● **What to do**
Report each line in the rows below that contains the word "paved", copying every such line in full.
:: Record extracts ::
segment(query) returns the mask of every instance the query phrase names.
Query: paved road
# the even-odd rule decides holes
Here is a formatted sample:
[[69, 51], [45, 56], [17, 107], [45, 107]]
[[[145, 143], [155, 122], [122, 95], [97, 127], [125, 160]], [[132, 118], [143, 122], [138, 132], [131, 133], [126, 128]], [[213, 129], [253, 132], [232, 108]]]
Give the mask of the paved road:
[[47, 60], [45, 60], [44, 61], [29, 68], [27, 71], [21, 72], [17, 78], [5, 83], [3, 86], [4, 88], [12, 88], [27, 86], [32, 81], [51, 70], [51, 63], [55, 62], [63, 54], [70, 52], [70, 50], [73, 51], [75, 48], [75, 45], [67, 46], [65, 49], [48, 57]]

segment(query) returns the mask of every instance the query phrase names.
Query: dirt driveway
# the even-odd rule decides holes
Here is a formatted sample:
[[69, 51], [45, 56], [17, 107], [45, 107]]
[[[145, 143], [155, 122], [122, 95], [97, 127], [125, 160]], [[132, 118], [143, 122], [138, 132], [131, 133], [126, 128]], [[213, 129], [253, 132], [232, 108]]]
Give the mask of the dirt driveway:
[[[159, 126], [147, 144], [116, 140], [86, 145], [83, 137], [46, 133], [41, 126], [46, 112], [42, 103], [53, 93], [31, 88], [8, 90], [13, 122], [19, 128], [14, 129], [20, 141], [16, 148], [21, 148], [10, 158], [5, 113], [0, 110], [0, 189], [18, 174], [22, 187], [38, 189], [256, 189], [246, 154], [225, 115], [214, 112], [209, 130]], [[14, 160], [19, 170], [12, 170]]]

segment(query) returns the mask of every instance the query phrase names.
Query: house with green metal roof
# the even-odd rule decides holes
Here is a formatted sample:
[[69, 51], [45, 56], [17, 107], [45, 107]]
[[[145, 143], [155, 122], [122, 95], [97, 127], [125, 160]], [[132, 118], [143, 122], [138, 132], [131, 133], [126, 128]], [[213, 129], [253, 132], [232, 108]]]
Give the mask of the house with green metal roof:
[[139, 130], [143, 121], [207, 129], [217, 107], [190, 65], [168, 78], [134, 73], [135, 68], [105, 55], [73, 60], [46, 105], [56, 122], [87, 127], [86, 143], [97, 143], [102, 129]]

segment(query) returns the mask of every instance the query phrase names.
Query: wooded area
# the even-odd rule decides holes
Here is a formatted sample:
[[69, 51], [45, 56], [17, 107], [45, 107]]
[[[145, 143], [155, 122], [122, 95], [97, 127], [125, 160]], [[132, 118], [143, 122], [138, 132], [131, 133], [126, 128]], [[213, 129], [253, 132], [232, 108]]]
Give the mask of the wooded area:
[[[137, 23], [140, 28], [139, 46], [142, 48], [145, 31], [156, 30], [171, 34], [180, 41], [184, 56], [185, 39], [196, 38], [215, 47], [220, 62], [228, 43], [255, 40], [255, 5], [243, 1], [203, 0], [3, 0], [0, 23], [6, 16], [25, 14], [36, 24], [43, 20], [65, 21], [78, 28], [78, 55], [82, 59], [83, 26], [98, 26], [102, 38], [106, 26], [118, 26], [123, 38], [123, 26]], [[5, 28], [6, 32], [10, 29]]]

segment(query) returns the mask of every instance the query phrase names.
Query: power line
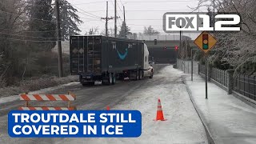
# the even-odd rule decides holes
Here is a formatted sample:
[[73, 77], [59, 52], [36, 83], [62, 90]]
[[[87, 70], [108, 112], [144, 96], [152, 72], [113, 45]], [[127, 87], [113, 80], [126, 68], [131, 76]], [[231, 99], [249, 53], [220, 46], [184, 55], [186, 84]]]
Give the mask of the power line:
[[[165, 12], [171, 12], [171, 11], [186, 11], [186, 10], [190, 10], [188, 9], [183, 9], [183, 10], [181, 10], [181, 9], [178, 9], [178, 10], [126, 10], [126, 11], [145, 11], [145, 12], [154, 12], [154, 11], [165, 11]], [[105, 10], [90, 10], [88, 12], [103, 12]], [[117, 10], [117, 11], [122, 11], [122, 10]]]
[[9, 34], [9, 33], [2, 33], [0, 32], [0, 34], [7, 34], [7, 35], [14, 35], [14, 36], [19, 36], [19, 37], [27, 37], [27, 38], [48, 38], [48, 39], [57, 39], [57, 38], [46, 38], [46, 37], [34, 37], [34, 36], [28, 36], [28, 35], [19, 35], [19, 34]]
[[84, 13], [86, 13], [86, 14], [90, 14], [90, 15], [88, 15], [88, 14], [84, 14], [85, 15], [87, 15], [87, 16], [90, 16], [90, 17], [101, 18], [101, 17], [99, 17], [99, 16], [98, 16], [98, 15], [93, 14], [91, 14], [91, 13], [89, 13], [89, 12], [82, 10], [82, 9], [80, 9], [79, 7], [78, 7], [78, 6], [74, 6], [74, 5], [72, 5], [72, 4], [70, 4], [70, 5], [73, 6], [74, 7], [76, 7], [77, 9], [80, 10], [81, 11], [82, 11], [82, 12], [84, 12]]
[[18, 39], [18, 38], [2, 38], [1, 39], [7, 39], [11, 41], [22, 41], [22, 42], [57, 42], [57, 41], [35, 41], [35, 40], [26, 40], [26, 39]]
[[[12, 30], [13, 29], [4, 29], [4, 28], [0, 28], [0, 30]], [[16, 33], [48, 33], [51, 31], [57, 31], [58, 30], [45, 30], [45, 31], [30, 31], [30, 30], [24, 30], [24, 31], [18, 31]]]
[[[123, 3], [144, 3], [144, 2], [192, 2], [193, 0], [166, 0], [166, 1], [123, 1]], [[110, 2], [110, 1], [109, 1]], [[113, 1], [110, 1], [113, 2]], [[94, 3], [101, 3], [101, 2], [106, 2], [106, 1], [98, 1], [98, 2], [86, 2], [86, 3], [75, 3], [75, 5], [86, 5], [86, 4], [94, 4]], [[123, 5], [122, 3], [122, 5]]]
[[[11, 14], [11, 15], [18, 15], [18, 16], [20, 16], [20, 15], [21, 15], [21, 14], [14, 14], [14, 13], [9, 13], [9, 12], [7, 12], [7, 11], [3, 11], [3, 10], [0, 10], [0, 12], [6, 13], [6, 14]], [[38, 18], [30, 18], [30, 19], [35, 19], [35, 20], [38, 20], [38, 21], [45, 21], [45, 22], [53, 22], [53, 21], [50, 21], [50, 20], [38, 19]]]

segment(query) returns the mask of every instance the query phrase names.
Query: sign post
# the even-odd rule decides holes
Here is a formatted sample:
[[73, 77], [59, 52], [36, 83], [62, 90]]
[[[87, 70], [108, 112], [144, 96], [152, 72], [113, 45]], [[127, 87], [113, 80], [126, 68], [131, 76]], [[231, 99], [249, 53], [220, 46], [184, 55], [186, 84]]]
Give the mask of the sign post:
[[200, 50], [205, 54], [206, 57], [206, 99], [208, 99], [208, 52], [215, 46], [217, 40], [210, 34], [203, 31], [194, 41], [194, 43], [198, 46]]

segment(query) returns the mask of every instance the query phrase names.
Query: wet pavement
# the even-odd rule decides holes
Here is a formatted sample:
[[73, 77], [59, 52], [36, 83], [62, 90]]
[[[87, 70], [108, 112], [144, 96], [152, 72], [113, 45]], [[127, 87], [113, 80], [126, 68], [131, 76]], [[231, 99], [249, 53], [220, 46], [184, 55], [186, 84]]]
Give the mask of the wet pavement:
[[190, 96], [215, 143], [256, 143], [256, 110], [214, 83], [208, 82], [205, 99], [205, 80], [198, 75], [184, 77]]

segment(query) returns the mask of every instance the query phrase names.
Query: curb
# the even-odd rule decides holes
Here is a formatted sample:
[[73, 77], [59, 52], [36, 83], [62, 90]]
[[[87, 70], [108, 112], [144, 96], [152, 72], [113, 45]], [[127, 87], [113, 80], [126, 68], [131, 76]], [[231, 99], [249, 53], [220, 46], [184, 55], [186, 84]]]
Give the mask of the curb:
[[189, 96], [190, 98], [190, 101], [192, 102], [192, 104], [194, 107], [194, 110], [198, 113], [198, 115], [199, 116], [199, 118], [203, 125], [203, 127], [205, 128], [205, 131], [206, 133], [209, 144], [215, 144], [215, 142], [214, 142], [212, 135], [210, 133], [209, 127], [206, 125], [206, 120], [203, 118], [200, 109], [198, 107], [198, 106], [195, 104], [194, 100], [193, 99], [192, 92], [191, 92], [190, 89], [189, 88], [189, 86], [187, 86], [187, 83], [186, 81], [186, 76], [182, 76], [182, 80], [186, 85], [186, 89], [187, 93], [189, 94]]

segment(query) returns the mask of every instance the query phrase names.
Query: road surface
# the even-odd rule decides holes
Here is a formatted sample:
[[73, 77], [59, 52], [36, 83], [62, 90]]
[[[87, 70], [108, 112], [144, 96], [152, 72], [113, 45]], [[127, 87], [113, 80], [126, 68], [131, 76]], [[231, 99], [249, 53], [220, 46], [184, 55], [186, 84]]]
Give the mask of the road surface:
[[[24, 102], [2, 102], [0, 112], [0, 143], [207, 143], [202, 124], [182, 83], [181, 71], [172, 66], [156, 65], [152, 79], [118, 81], [114, 86], [82, 86], [78, 82], [50, 90], [47, 94], [77, 95], [72, 103], [78, 110], [138, 110], [142, 114], [142, 134], [137, 138], [12, 138], [7, 131], [7, 114]], [[157, 101], [160, 98], [165, 122], [154, 122]], [[45, 106], [66, 105], [61, 102]], [[33, 103], [36, 105], [36, 103]]]

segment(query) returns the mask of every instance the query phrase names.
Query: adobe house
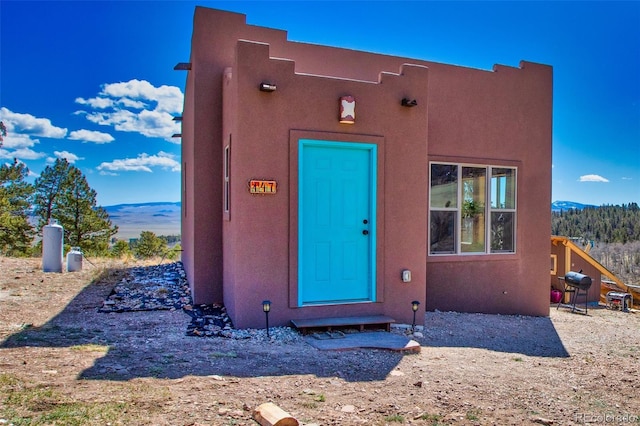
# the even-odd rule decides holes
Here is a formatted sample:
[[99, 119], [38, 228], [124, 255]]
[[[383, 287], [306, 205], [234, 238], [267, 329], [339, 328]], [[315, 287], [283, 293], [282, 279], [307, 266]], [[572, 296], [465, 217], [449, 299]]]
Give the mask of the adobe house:
[[236, 327], [549, 314], [552, 69], [297, 43], [197, 7], [183, 262]]

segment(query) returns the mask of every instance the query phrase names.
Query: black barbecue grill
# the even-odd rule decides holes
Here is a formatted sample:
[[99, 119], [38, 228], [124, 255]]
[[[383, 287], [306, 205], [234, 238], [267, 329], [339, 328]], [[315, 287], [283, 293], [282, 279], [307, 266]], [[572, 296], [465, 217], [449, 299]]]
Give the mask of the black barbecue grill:
[[571, 306], [571, 310], [575, 312], [578, 310], [576, 308], [576, 303], [578, 302], [578, 297], [584, 296], [584, 314], [587, 314], [587, 302], [589, 293], [589, 288], [591, 287], [591, 277], [580, 272], [567, 272], [564, 277], [558, 277], [560, 281], [564, 283], [562, 299], [560, 299], [560, 303], [556, 306], [556, 309], [560, 307], [564, 302], [564, 295], [566, 293], [571, 294], [571, 299], [569, 300], [569, 306]]

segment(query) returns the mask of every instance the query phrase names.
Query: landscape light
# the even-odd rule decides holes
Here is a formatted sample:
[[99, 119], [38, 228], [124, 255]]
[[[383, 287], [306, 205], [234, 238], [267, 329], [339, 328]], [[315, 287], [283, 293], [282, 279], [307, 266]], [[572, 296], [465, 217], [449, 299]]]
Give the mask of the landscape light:
[[419, 307], [420, 307], [420, 302], [418, 302], [417, 300], [414, 300], [413, 302], [411, 302], [411, 310], [413, 311], [413, 323], [411, 324], [412, 332], [416, 331], [416, 312], [418, 311]]

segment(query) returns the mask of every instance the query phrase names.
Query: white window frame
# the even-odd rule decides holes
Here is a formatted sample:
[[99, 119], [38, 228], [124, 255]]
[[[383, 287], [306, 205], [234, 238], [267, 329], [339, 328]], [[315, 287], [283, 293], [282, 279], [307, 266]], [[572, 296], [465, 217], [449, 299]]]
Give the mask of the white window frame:
[[[433, 165], [446, 165], [446, 166], [456, 166], [457, 167], [457, 202], [456, 206], [451, 207], [435, 207], [431, 206], [431, 181], [432, 181], [432, 166]], [[464, 188], [462, 185], [462, 168], [463, 167], [473, 167], [473, 168], [484, 168], [486, 170], [486, 178], [485, 178], [485, 206], [484, 206], [484, 251], [477, 252], [463, 252], [462, 251], [462, 205], [464, 203]], [[514, 200], [513, 200], [513, 208], [506, 207], [493, 207], [491, 205], [491, 186], [492, 186], [492, 173], [493, 169], [511, 169], [514, 171]], [[430, 161], [429, 162], [429, 199], [428, 202], [428, 217], [427, 217], [427, 229], [428, 229], [428, 240], [427, 240], [427, 253], [428, 256], [441, 257], [441, 256], [477, 256], [477, 255], [513, 255], [517, 252], [517, 206], [518, 206], [518, 168], [516, 166], [506, 166], [506, 165], [497, 165], [497, 164], [477, 164], [477, 163], [458, 163], [451, 161]], [[447, 251], [441, 253], [433, 253], [431, 251], [431, 213], [433, 211], [449, 211], [455, 212], [455, 232], [454, 232], [454, 241], [455, 247], [454, 251]], [[491, 251], [491, 216], [492, 213], [513, 213], [513, 250], [508, 251]]]

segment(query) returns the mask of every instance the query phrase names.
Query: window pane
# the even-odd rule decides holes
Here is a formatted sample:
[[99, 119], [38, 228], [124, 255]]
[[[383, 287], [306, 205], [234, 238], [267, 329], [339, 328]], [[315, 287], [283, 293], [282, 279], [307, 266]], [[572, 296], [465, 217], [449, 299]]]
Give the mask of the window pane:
:::
● **Correct output**
Query: paved road
Give the mask of the paved road:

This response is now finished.